[Stored records]
/---
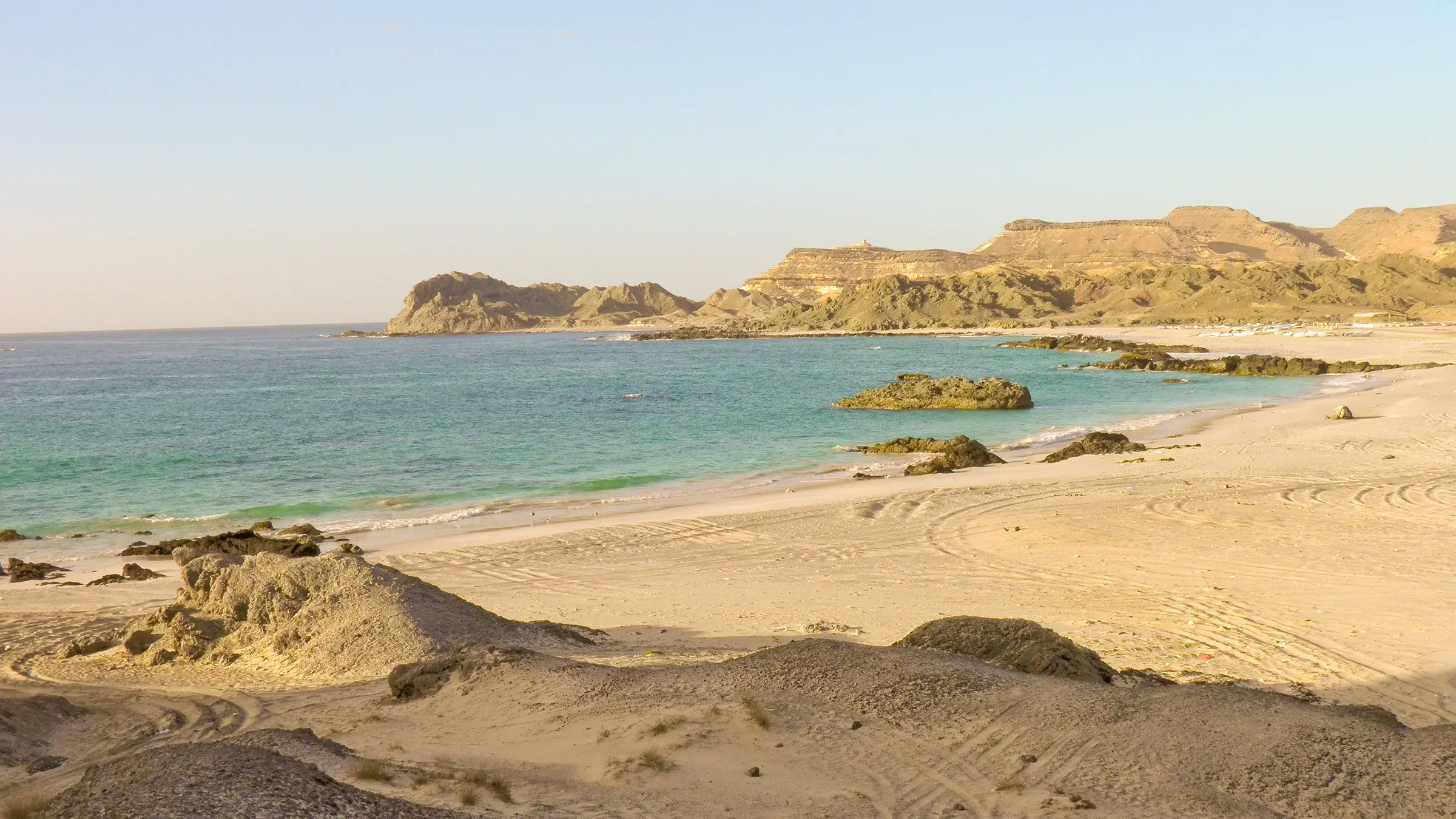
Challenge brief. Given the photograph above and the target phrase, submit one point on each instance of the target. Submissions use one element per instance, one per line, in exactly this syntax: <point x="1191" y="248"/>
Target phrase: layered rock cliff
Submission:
<point x="456" y="302"/>
<point x="1198" y="264"/>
\---
> _What to do_
Each line in the data that holds the string "phrase" must be returned.

> _Answer section_
Challenge brief. Given the photograph above and the target phrase, submit one point on each instance of the target. Submissions use one element per instance, one per line, in exactly this syntax: <point x="1191" y="248"/>
Target phrase: layered rock cliff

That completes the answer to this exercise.